BEGIN

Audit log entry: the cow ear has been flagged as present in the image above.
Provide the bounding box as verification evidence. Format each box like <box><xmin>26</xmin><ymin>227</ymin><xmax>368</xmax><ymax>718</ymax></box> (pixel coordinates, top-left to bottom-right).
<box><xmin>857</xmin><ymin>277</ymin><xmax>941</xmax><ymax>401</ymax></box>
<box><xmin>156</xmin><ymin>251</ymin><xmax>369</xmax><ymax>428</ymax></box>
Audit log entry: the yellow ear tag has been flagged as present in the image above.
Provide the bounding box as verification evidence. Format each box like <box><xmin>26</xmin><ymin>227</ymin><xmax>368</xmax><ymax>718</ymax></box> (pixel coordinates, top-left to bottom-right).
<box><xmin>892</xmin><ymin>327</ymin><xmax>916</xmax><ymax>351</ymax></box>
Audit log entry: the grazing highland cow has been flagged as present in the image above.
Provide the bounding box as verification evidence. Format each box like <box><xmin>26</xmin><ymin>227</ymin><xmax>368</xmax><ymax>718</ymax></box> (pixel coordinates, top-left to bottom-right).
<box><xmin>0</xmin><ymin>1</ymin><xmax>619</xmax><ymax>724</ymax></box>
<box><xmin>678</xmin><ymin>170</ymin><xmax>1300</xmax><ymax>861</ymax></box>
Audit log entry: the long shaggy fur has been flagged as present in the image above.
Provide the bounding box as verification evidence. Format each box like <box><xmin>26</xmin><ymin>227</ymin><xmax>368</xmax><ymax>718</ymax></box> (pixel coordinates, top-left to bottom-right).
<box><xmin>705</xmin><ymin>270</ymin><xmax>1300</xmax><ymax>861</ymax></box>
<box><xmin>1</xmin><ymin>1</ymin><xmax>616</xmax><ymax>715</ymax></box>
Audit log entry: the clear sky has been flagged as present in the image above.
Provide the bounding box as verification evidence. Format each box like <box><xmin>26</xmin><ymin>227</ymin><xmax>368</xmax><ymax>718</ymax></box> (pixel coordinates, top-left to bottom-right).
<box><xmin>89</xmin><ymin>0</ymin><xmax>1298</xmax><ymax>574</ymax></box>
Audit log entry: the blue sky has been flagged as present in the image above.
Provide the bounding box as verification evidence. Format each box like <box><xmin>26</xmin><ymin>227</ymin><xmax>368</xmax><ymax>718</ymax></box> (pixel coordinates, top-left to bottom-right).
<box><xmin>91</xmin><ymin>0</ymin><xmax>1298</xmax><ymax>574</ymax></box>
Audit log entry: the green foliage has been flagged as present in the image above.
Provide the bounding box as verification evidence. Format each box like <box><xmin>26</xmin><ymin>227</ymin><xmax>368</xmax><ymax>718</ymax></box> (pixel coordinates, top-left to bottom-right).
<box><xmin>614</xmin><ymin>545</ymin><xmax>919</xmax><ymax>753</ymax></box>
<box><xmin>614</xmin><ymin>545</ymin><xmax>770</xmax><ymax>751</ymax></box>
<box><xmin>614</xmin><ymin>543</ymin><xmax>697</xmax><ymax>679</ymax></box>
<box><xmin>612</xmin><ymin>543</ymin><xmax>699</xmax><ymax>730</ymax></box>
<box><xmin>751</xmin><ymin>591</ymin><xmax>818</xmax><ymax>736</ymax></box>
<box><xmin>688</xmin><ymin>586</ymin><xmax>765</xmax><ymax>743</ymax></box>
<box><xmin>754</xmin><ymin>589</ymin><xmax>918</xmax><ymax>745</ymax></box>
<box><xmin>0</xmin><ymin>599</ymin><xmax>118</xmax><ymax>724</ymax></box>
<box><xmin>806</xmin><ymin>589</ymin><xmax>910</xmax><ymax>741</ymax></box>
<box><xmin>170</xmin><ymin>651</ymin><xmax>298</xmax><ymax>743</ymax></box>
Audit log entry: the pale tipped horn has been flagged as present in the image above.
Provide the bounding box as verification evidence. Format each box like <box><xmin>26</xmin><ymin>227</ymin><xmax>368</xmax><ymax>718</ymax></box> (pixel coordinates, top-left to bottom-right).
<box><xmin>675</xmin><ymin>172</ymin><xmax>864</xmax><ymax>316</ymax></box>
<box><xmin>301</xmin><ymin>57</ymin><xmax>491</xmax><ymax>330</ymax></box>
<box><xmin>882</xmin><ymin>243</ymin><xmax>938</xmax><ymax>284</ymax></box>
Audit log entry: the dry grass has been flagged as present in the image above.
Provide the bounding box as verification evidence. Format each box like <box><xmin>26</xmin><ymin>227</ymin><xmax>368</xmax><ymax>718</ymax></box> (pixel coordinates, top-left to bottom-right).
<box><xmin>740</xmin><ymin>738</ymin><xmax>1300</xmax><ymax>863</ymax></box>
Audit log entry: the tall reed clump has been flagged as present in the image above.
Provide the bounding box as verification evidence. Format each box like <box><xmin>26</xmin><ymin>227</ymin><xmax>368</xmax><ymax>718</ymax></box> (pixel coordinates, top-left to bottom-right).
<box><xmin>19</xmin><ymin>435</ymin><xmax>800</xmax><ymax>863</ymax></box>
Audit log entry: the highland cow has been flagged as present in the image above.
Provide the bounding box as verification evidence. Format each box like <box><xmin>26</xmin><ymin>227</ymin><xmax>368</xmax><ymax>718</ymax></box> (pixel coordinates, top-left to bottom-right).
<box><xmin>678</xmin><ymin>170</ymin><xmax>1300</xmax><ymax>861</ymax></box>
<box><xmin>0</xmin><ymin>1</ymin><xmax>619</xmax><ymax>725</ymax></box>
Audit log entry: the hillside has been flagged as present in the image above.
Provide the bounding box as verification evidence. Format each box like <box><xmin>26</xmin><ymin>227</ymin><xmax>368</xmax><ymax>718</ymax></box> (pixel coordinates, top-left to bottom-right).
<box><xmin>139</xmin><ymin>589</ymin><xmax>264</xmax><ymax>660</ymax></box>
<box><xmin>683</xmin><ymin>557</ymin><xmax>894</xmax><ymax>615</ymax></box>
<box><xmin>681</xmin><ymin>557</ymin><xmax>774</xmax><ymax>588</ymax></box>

END

Could you restate, word for word, every line from the one containing "Audit log entry: the tall" through the last line of the records above, and nothing more?

● Result for this exercise:
Audit log entry: the tall reed clump has been flagged as present in the image above.
Provide the bounding box as verification evidence. Format each box like <box><xmin>26</xmin><ymin>227</ymin><xmax>368</xmax><ymax>718</ymax></box> (pixel coordinates, top-left to bottom-right).
<box><xmin>19</xmin><ymin>435</ymin><xmax>800</xmax><ymax>863</ymax></box>
Audit log entry: the highland cow has been flagged as present in the image above.
Provide the bounding box as verification evidence. Format each box like <box><xmin>26</xmin><ymin>227</ymin><xmax>368</xmax><ymax>718</ymax></box> (pixel coordinates, top-left to bottom-right).
<box><xmin>678</xmin><ymin>170</ymin><xmax>1300</xmax><ymax>861</ymax></box>
<box><xmin>0</xmin><ymin>1</ymin><xmax>619</xmax><ymax>725</ymax></box>
Audit log entry: the hillside has been flagged as present in the image above.
Provide the bounding box as verification evidence. Format each box like <box><xmin>26</xmin><ymin>227</ymin><xmax>368</xmax><ymax>718</ymax></box> (pixel coordinates, top-left to bottom-right).
<box><xmin>139</xmin><ymin>589</ymin><xmax>264</xmax><ymax>660</ymax></box>
<box><xmin>683</xmin><ymin>557</ymin><xmax>894</xmax><ymax>615</ymax></box>
<box><xmin>681</xmin><ymin>557</ymin><xmax>774</xmax><ymax>588</ymax></box>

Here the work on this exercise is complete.